[Text under study]
*-*-*
So we no longer talk in terms of looking at a work of art’s “ideology,” nor of asking what the artwork’s actual political “efficacy” might be? Is that right. It's a break away from the Marxist stuff of the 1970s that was strong in Adelaide, courtesy of Medlin's Politics and Art course at Flinders University.

Pam,
That looks the right call. The Politics and Art group that you mention understood aesthetics, in the sense of the philosophical reflection on art, and this was mainly portrayed as the traditional legitimization of art's distinctive status in terms of universal and intrinsic qualities such as beauty. That made a Marxist aesthetics look contradictory.

The ways of seeing/perception are historically formed, and so we have different kinds of seeing in the cultural history of nation state.

Gary,
what is the "way of seeing/perception" exemplified in the photo of a garage in a rural town of Victoria. I don't quite get it. The closest I get is something like the aesthetic gaze of the art criitc, the clinical/scientific gaze that goes behind appearances and the pornographic gaze of the peepshow. But none of these gazes really works in terms of what Ranciere is saying about the aesthetic as a mode of seeing/configuration of experience.
*-*-*
Referring expression data:
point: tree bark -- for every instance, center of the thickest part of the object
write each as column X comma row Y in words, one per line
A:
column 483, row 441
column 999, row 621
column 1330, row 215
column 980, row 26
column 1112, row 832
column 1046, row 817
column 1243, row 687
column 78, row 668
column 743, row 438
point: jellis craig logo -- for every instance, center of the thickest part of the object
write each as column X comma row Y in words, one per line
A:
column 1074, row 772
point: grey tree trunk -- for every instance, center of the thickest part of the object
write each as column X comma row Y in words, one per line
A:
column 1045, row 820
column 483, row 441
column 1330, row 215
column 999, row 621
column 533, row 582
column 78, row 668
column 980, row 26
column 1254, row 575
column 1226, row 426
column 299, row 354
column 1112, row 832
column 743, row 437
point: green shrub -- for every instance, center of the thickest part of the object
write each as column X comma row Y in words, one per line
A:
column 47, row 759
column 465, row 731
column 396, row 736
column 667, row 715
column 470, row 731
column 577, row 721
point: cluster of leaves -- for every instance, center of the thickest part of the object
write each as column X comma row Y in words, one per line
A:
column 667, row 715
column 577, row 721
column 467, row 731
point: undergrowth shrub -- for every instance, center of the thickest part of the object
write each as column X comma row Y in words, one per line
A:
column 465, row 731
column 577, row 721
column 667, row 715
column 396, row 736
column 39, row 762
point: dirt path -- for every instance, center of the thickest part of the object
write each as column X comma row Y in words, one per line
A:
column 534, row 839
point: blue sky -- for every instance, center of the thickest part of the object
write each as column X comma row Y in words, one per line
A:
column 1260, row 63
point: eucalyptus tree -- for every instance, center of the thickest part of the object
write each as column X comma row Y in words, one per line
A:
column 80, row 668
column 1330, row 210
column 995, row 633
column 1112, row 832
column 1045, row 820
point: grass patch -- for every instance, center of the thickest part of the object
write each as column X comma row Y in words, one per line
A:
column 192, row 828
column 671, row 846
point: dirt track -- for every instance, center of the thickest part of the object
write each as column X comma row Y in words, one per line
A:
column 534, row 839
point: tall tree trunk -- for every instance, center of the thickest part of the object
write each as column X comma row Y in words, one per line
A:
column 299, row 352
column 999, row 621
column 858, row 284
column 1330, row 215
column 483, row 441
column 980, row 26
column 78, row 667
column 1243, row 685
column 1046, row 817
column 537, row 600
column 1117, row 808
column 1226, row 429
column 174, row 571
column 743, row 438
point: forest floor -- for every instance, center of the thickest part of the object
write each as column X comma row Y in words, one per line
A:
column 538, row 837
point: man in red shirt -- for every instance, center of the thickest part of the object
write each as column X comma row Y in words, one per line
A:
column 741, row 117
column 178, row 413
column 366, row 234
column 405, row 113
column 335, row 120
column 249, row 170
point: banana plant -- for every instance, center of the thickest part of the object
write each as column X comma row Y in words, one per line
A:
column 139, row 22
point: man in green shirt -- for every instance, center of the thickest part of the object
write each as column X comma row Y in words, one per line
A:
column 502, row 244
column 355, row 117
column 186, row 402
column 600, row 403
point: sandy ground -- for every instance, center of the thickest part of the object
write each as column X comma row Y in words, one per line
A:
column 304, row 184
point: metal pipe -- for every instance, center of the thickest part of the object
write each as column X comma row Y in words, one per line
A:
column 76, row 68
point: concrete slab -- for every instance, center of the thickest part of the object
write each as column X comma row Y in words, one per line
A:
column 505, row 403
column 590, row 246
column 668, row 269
*-*-*
[Task to complete] Can you repeat the part of the exchange on aesthetics and ways of seeing word for word, from "So we no longer" to "aesthetics look contradictory."?

[Solution]
So we no longer talk in terms of looking at a work of art’s “ideology,” nor of asking what the artwork’s actual political “efficacy” might be? Is that right. It's a break away from the Marxist stuff of the 1970s that was strong in Adelaide, courtesy of Medlin's Politics and Art course at Flinders University.

Pam,
That looks the right call. The Politics and Art group that you mention understood aesthetics, in the sense of the philosophical reflection on art, and this was mainly portrayed as the traditional legitimization of art's distinctive status in terms of universal and intrinsic qualities such as beauty. That made a Marxist aesthetics look contradictory.